[INPUT RECORDS]
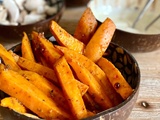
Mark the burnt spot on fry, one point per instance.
(117, 85)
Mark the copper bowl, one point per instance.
(124, 13)
(10, 33)
(129, 68)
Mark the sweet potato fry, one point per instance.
(45, 86)
(49, 88)
(38, 68)
(70, 89)
(95, 70)
(86, 27)
(82, 87)
(96, 91)
(46, 48)
(115, 77)
(14, 104)
(65, 39)
(100, 40)
(91, 104)
(26, 48)
(17, 86)
(8, 59)
(4, 52)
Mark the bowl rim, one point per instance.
(110, 110)
(136, 89)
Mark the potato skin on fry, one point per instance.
(96, 91)
(100, 40)
(70, 89)
(115, 77)
(26, 48)
(17, 86)
(95, 70)
(38, 68)
(86, 27)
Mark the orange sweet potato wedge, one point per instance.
(26, 48)
(100, 40)
(46, 48)
(65, 39)
(30, 96)
(115, 77)
(96, 91)
(95, 70)
(70, 89)
(38, 68)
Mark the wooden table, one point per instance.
(149, 66)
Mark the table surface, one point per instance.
(149, 63)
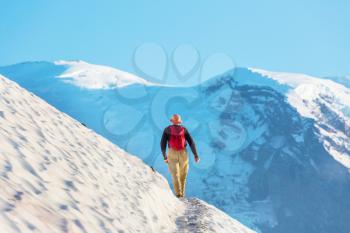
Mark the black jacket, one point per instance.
(166, 137)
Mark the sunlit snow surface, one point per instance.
(58, 176)
(274, 147)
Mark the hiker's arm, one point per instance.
(190, 141)
(163, 142)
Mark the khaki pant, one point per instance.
(178, 167)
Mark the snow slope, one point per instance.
(325, 101)
(58, 176)
(264, 139)
(91, 76)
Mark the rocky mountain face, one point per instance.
(274, 147)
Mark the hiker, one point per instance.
(176, 136)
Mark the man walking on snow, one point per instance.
(176, 136)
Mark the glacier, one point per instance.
(56, 175)
(274, 146)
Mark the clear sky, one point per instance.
(308, 36)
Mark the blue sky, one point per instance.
(308, 36)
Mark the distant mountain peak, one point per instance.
(93, 76)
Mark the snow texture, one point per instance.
(56, 175)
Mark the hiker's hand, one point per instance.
(196, 159)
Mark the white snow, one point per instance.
(92, 76)
(59, 176)
(307, 94)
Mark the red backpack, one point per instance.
(177, 140)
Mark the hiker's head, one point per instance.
(176, 119)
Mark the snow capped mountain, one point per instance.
(274, 147)
(91, 76)
(325, 101)
(59, 176)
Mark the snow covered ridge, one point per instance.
(58, 176)
(325, 101)
(91, 76)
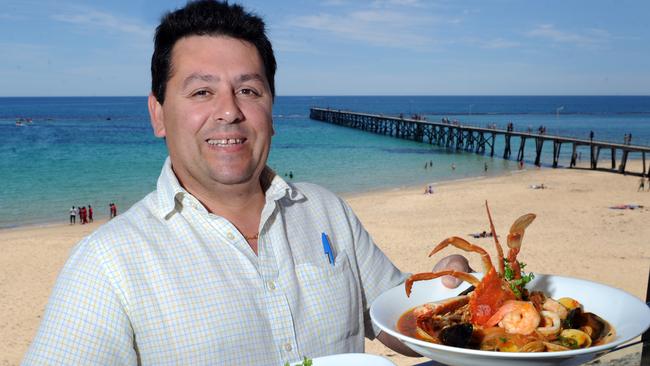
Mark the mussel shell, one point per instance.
(458, 335)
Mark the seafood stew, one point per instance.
(499, 313)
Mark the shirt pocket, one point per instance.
(330, 300)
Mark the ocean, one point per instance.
(96, 150)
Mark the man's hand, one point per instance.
(456, 262)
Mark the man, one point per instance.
(223, 263)
(73, 215)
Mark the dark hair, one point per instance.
(212, 18)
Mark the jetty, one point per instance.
(481, 140)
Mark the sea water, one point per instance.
(80, 151)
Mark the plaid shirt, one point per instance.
(169, 283)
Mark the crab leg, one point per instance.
(463, 244)
(514, 240)
(496, 241)
(431, 275)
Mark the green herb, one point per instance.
(517, 285)
(568, 342)
(305, 362)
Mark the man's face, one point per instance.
(217, 113)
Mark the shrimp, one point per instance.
(516, 317)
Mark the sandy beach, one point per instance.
(575, 234)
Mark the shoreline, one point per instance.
(575, 234)
(636, 162)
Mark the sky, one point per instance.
(347, 47)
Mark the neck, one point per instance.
(240, 204)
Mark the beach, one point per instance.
(576, 233)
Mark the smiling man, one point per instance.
(225, 262)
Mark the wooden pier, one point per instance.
(481, 140)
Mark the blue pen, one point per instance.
(327, 248)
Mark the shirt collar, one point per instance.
(171, 195)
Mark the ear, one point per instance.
(157, 116)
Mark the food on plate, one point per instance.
(497, 313)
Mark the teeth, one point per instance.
(226, 142)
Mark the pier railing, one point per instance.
(481, 140)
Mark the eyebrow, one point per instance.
(213, 78)
(196, 76)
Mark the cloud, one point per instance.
(399, 3)
(589, 37)
(499, 43)
(104, 21)
(377, 27)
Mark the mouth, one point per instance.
(226, 142)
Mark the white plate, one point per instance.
(350, 359)
(629, 316)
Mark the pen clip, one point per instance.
(327, 247)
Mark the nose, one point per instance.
(226, 109)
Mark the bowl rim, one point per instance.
(604, 348)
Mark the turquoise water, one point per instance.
(81, 151)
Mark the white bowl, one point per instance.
(629, 316)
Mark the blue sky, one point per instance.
(347, 47)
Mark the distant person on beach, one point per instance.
(225, 263)
(112, 210)
(641, 184)
(82, 214)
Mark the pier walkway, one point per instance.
(481, 140)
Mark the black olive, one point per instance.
(458, 335)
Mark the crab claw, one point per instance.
(408, 285)
(463, 244)
(517, 230)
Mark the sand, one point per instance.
(575, 234)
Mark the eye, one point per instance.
(200, 93)
(249, 92)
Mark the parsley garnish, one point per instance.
(305, 362)
(517, 285)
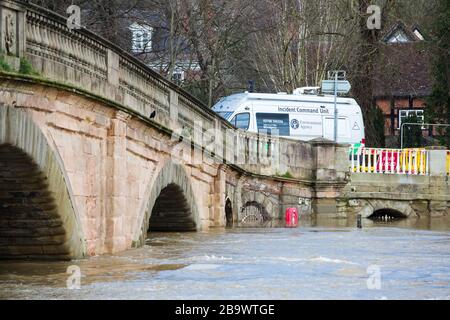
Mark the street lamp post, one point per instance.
(419, 124)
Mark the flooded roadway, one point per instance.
(328, 259)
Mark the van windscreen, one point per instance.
(273, 123)
(225, 115)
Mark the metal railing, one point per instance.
(389, 161)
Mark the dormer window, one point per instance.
(141, 40)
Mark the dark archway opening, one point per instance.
(254, 213)
(386, 215)
(30, 227)
(229, 213)
(171, 211)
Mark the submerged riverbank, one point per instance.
(322, 259)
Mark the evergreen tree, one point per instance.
(438, 104)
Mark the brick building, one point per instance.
(403, 79)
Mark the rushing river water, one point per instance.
(329, 259)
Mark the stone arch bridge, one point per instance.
(85, 171)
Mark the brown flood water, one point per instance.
(321, 259)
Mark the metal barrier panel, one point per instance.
(390, 161)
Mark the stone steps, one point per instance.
(29, 222)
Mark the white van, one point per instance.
(298, 116)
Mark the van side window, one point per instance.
(241, 121)
(273, 123)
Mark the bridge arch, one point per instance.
(257, 207)
(171, 204)
(37, 217)
(396, 209)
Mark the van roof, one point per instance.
(230, 103)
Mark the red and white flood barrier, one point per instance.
(389, 161)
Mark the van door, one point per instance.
(328, 128)
(344, 134)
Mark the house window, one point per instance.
(398, 37)
(141, 38)
(178, 76)
(404, 114)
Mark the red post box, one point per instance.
(291, 217)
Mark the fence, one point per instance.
(390, 161)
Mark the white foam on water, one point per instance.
(202, 266)
(329, 260)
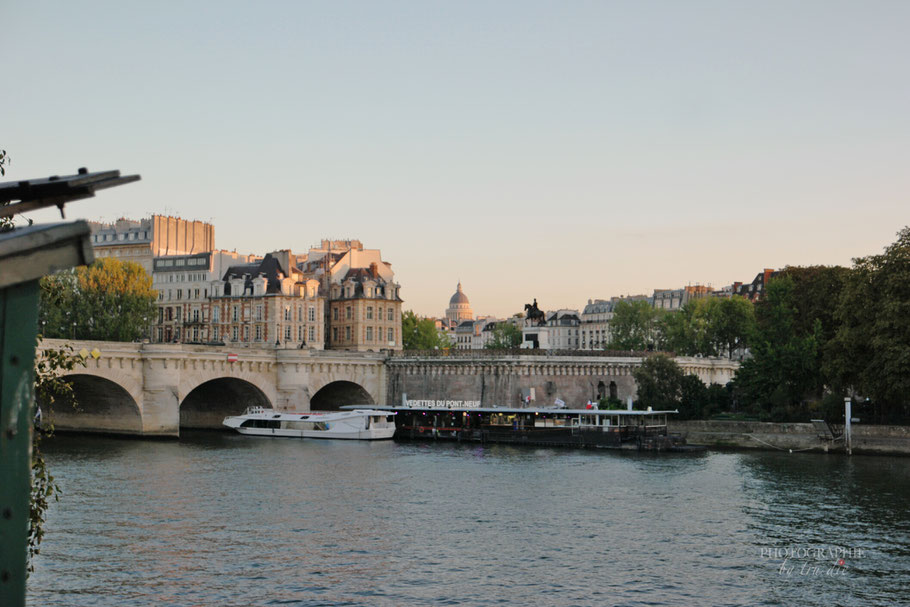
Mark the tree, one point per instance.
(869, 352)
(659, 381)
(732, 324)
(633, 325)
(783, 369)
(506, 336)
(110, 300)
(50, 388)
(708, 327)
(421, 334)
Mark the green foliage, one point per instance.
(659, 381)
(633, 326)
(506, 336)
(50, 388)
(421, 333)
(110, 300)
(610, 403)
(663, 385)
(708, 327)
(784, 366)
(870, 351)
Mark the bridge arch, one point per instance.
(207, 404)
(101, 405)
(336, 394)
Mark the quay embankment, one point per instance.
(866, 439)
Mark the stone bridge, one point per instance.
(157, 389)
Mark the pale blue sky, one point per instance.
(558, 150)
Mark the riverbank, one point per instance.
(874, 440)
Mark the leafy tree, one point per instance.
(784, 366)
(421, 333)
(110, 300)
(506, 336)
(633, 325)
(659, 381)
(869, 352)
(50, 388)
(708, 327)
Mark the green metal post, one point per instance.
(18, 331)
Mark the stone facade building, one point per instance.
(459, 309)
(184, 284)
(141, 241)
(338, 296)
(364, 311)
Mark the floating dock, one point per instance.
(580, 428)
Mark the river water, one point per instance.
(219, 519)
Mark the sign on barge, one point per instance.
(581, 428)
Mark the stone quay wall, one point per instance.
(502, 380)
(867, 439)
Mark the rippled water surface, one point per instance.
(229, 520)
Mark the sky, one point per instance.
(562, 151)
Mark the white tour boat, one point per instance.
(362, 424)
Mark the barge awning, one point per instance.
(611, 412)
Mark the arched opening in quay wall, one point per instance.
(338, 394)
(206, 406)
(99, 405)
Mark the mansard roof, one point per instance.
(269, 267)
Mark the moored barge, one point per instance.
(581, 428)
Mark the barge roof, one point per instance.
(620, 412)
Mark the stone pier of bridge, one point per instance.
(159, 389)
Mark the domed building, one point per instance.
(459, 308)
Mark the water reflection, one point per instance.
(228, 520)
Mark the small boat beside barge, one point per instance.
(358, 424)
(581, 428)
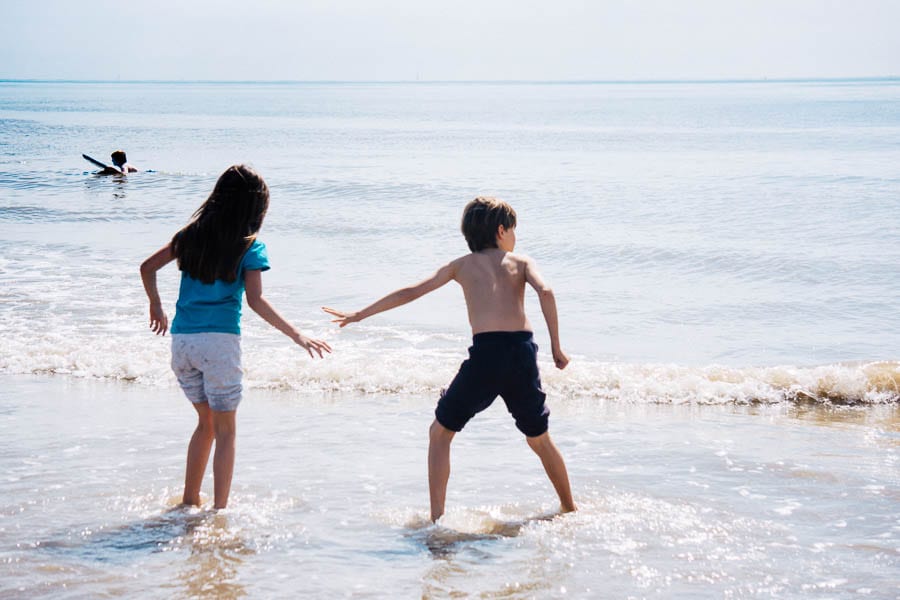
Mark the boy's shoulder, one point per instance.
(473, 257)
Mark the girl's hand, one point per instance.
(343, 319)
(159, 322)
(310, 344)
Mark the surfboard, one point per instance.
(95, 161)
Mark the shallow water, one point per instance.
(675, 501)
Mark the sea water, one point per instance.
(725, 261)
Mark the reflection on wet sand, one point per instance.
(485, 538)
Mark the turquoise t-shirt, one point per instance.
(216, 307)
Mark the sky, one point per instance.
(390, 40)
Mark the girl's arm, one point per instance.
(261, 306)
(396, 298)
(159, 322)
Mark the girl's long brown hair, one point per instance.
(211, 246)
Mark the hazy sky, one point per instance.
(459, 39)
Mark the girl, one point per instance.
(219, 256)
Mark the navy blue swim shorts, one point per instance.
(500, 363)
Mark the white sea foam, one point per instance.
(395, 362)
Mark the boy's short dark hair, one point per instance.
(481, 218)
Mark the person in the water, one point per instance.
(503, 356)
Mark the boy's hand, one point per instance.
(159, 322)
(560, 358)
(310, 344)
(343, 319)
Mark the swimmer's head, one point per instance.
(482, 219)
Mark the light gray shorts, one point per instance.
(208, 368)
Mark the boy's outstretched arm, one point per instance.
(159, 322)
(548, 307)
(396, 298)
(261, 306)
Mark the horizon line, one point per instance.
(466, 81)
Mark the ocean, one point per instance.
(726, 264)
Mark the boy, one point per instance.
(121, 165)
(503, 357)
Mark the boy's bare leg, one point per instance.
(555, 467)
(198, 455)
(438, 466)
(223, 459)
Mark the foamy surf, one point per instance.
(380, 367)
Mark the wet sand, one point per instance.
(330, 498)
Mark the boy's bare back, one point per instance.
(493, 282)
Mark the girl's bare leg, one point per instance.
(555, 467)
(438, 467)
(223, 459)
(198, 455)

[WORK REQUIRED]
All lines from the one with "Mark the girl, one point per instance." through the final line above are to be quoted exactly; quote no other line.

[WORKED SOLUTION]
Mark the girl, one point per instance.
(219, 256)
Mark the navy blue swim shorts, one point per instance.
(500, 363)
Mark the white sea foam, one point per instance.
(395, 362)
Mark the boy's short dark hair, one point per instance.
(481, 218)
Mark the person in the water, one point per instance.
(503, 356)
Mark the boy's hand, one point per instance.
(159, 322)
(560, 358)
(310, 344)
(343, 319)
Mark the swimmer's head, one point per instance.
(482, 219)
Mark the light gray shorts, one point per instance.
(208, 368)
Mark the boy's outstretched arm, one point per instance.
(159, 322)
(548, 307)
(396, 298)
(261, 306)
Mark the horizon line, one point per instance.
(466, 81)
Mark the ocean, one point per instance.
(726, 264)
Mark the boy, one point per instance.
(121, 165)
(503, 357)
Mark the boy's bare leg, one point per instance.
(555, 467)
(198, 455)
(438, 466)
(223, 459)
Mark the foamy surf, one point per instance.
(380, 367)
Mark the wet sand, one point per instance.
(330, 498)
Mark the boy's bare back, one point per instance.
(493, 282)
Mark the girl's bare leg, one point per instance.
(555, 467)
(438, 467)
(223, 459)
(198, 455)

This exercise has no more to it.